EXERCISE TASK: Print the material word for word, from its very first line through the line containing "294), (29, 290)]", and stop there.

DATASET EXTRACT:

════════════════

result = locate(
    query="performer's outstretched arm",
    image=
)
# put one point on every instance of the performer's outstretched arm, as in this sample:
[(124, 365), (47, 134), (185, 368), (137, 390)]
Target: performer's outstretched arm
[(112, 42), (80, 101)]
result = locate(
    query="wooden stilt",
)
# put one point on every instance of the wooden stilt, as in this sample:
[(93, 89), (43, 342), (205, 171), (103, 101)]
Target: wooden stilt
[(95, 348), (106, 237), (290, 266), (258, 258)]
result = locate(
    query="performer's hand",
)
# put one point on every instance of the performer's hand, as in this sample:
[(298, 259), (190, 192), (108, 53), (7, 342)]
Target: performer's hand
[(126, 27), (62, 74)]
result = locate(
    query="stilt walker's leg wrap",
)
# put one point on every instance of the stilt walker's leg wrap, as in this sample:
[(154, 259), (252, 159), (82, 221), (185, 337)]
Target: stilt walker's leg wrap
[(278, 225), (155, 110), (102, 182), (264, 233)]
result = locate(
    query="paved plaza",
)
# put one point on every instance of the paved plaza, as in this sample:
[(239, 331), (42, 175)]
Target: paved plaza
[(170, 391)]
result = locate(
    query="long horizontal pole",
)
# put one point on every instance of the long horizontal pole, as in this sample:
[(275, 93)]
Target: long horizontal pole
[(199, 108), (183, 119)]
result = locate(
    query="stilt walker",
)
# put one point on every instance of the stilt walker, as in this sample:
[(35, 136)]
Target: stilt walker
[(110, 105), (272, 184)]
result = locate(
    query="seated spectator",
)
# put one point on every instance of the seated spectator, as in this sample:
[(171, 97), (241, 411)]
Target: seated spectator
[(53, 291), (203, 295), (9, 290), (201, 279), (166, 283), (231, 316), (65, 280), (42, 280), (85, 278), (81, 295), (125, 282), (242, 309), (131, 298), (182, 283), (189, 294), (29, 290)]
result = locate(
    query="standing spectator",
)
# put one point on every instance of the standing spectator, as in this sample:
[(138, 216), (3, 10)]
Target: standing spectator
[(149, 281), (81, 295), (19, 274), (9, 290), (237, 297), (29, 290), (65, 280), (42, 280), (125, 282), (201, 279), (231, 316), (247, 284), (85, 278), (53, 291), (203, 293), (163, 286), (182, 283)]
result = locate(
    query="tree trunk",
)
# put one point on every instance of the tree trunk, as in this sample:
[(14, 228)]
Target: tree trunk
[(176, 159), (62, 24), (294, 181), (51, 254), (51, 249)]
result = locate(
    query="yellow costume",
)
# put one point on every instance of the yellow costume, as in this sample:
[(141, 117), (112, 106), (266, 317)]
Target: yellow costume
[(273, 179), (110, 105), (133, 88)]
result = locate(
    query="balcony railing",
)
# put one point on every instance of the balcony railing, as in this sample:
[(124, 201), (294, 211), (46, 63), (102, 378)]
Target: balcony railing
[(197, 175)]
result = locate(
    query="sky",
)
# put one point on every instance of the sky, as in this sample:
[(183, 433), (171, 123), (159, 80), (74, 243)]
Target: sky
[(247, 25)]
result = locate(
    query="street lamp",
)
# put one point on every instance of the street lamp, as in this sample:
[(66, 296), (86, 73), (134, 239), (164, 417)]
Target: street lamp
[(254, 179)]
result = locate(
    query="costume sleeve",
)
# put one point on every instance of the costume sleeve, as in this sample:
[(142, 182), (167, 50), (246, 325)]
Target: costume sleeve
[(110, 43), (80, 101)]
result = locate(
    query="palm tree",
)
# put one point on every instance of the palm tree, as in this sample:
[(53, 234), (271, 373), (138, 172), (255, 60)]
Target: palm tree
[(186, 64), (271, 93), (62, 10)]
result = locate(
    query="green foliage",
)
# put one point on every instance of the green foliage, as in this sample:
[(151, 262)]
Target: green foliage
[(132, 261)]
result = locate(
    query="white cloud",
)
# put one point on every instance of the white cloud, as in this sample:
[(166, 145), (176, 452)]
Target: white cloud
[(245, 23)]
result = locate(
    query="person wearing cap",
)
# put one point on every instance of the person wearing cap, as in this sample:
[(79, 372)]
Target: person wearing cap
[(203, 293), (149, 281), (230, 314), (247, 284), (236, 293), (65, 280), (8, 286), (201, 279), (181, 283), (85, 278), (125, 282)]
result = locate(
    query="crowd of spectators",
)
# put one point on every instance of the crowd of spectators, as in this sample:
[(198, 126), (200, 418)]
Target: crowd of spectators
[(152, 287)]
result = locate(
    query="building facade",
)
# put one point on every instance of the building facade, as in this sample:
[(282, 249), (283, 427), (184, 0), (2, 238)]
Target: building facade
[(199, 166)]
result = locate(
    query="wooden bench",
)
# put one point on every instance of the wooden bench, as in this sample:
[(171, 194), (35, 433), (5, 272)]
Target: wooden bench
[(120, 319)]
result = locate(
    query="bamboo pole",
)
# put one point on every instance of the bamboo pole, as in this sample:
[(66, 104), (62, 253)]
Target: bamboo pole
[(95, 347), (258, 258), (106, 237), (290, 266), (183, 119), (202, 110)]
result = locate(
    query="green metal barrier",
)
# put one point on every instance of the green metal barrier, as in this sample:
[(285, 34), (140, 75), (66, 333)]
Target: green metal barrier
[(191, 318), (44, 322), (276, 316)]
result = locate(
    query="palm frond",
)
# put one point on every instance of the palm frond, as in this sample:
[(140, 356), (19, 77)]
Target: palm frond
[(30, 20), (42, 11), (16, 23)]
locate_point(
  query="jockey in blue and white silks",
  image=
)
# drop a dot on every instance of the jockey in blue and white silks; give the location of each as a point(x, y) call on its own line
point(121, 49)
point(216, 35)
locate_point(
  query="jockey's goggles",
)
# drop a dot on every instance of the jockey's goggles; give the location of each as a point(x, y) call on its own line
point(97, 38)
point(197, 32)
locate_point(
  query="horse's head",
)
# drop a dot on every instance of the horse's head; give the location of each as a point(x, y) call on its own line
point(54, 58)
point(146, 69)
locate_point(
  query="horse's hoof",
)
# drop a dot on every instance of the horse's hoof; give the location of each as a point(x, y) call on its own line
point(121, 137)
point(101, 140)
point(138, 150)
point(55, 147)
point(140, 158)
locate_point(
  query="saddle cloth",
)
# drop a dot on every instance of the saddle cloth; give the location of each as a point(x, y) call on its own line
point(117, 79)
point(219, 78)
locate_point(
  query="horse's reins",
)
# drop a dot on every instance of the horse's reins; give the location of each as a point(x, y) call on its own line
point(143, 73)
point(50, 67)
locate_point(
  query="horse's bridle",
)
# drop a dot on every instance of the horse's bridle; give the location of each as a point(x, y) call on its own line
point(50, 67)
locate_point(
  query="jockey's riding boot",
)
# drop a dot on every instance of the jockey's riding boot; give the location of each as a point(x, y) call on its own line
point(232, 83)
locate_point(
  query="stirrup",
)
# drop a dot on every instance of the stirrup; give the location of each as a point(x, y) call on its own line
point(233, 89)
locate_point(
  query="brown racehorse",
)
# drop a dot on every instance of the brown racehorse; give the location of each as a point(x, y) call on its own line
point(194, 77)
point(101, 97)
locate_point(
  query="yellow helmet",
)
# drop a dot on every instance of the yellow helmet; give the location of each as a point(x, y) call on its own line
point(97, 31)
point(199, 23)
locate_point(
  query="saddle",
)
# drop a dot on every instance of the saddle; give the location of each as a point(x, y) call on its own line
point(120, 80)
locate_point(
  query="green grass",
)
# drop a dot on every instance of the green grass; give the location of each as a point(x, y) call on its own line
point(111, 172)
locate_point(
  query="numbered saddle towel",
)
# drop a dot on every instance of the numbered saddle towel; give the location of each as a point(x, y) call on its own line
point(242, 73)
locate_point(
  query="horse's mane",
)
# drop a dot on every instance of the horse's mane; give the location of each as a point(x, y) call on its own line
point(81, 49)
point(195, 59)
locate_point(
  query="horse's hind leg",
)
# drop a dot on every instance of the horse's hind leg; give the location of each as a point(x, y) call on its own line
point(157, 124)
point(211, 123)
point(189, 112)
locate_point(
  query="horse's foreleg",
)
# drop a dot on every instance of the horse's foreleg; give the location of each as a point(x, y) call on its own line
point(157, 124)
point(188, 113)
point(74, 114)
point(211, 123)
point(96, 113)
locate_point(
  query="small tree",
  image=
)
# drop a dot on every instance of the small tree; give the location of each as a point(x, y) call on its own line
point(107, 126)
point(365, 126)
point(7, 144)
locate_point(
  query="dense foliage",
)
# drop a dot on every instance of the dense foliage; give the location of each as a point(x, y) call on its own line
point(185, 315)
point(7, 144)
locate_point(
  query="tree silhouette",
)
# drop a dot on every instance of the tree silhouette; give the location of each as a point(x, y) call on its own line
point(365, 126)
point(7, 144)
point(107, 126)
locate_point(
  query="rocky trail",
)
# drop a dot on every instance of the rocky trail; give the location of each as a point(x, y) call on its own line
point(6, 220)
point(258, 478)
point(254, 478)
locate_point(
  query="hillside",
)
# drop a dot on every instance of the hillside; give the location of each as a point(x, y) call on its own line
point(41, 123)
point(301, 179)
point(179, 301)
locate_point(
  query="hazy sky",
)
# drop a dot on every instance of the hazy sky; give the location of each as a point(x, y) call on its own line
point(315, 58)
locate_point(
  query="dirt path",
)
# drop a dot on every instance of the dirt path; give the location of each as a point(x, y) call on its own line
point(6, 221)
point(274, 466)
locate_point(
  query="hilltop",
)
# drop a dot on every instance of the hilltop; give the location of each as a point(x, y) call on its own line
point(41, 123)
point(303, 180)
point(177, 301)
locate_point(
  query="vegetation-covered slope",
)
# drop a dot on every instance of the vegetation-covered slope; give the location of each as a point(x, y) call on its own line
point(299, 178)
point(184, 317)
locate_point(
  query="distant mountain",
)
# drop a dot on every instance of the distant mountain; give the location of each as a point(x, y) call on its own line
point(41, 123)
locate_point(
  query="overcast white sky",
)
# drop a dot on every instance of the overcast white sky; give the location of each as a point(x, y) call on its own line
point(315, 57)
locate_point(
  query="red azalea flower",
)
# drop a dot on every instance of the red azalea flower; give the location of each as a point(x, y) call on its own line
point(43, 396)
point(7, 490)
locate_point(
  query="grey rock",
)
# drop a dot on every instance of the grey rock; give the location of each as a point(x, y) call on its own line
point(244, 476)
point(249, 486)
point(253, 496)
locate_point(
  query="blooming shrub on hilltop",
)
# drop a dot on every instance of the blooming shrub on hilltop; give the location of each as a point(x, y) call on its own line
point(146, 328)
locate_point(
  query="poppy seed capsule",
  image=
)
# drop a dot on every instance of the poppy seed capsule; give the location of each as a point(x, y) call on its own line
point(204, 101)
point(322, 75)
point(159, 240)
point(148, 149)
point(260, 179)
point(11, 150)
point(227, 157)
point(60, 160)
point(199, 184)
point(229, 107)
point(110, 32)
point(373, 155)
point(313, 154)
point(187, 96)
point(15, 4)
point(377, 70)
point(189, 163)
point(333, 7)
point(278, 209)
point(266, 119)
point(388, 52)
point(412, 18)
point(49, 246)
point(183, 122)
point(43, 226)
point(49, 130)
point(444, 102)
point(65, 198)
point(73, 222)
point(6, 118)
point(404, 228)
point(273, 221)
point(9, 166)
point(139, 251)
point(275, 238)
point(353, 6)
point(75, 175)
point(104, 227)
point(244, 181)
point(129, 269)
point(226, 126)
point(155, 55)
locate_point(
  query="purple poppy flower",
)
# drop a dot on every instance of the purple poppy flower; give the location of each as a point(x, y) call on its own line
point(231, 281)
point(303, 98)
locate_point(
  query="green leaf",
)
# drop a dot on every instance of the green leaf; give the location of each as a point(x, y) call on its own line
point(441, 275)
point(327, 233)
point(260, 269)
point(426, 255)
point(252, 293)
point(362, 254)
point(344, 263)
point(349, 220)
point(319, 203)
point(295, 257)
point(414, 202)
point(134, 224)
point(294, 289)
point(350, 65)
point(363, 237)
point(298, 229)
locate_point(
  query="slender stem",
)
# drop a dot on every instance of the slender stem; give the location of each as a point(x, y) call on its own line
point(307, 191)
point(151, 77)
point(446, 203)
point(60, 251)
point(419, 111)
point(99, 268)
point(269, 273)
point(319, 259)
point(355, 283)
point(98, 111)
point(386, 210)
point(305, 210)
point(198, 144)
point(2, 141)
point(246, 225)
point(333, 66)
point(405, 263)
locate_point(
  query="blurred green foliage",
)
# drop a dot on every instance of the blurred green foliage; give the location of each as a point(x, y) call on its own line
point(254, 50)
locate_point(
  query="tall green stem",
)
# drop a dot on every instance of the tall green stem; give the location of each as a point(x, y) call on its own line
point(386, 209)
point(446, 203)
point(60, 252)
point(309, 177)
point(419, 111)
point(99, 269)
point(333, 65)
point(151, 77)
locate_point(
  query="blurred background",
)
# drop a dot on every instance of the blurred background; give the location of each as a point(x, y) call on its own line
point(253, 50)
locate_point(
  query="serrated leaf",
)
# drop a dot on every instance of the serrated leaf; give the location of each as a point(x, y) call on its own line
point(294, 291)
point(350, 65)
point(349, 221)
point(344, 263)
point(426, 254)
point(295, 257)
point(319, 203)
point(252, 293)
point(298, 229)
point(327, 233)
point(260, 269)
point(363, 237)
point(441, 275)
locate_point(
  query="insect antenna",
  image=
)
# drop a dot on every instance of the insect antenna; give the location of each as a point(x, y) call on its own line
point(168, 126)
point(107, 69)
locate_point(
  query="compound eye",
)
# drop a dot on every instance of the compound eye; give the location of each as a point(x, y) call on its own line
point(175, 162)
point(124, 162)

════════════════

REPLY TO THE EXERCISE:
result = locate(
    query="performer's outstretched arm",
    image=
)
# put one point on every instance of the performer's outstretched arm, as in this sample:
[(124, 365), (47, 134), (185, 368), (137, 390)]
Target: performer's outstretched arm
[(112, 42), (80, 101)]
result = locate(
    query="wooden stilt",
)
# put one point on every instance of the wooden stilt, as in this sample:
[(93, 89), (43, 342), (205, 171), (103, 101)]
Target: wooden stilt
[(95, 348), (106, 237), (290, 266), (258, 258)]
result = locate(
    query="performer's hand",
)
# put one point on every instance of the performer's hand, as in this sample:
[(298, 259), (190, 192), (108, 53), (7, 342)]
Target: performer's hand
[(126, 27), (62, 74)]
result = locate(
    query="stilt walker's leg wrap",
)
# put one point on every instance of the stilt walker's leg wrap, as in this sample:
[(154, 259), (252, 159), (82, 221), (185, 337)]
Target: stilt walker's leg wrap
[(278, 225), (155, 110), (102, 182), (264, 233)]
result = locate(
    query="paved plaza",
)
# put one point on every instance of the paved plaza, as in this sample:
[(239, 331), (42, 175)]
Target: paved plaza
[(170, 391)]
result = locate(
    query="long horizontal pole",
)
# put one point on every instance of the long horizontal pole, as in this sample:
[(275, 93)]
Target: long horizontal pole
[(199, 108), (183, 119)]
result = locate(
    query="stilt walker",
)
# put one point on every instance of the stilt walker, as in this sample:
[(35, 136)]
Target: stilt walker
[(110, 105), (272, 184)]
result = locate(
    query="seated spectator",
)
# put one point on every instance of the seated spectator, as in this sample:
[(171, 97), (241, 411)]
Target: seated spectator
[(53, 291), (203, 295), (9, 290), (201, 279), (166, 283), (231, 316), (65, 280), (42, 280), (85, 278), (81, 295), (125, 282), (242, 309), (131, 298), (182, 283), (189, 294), (29, 290)]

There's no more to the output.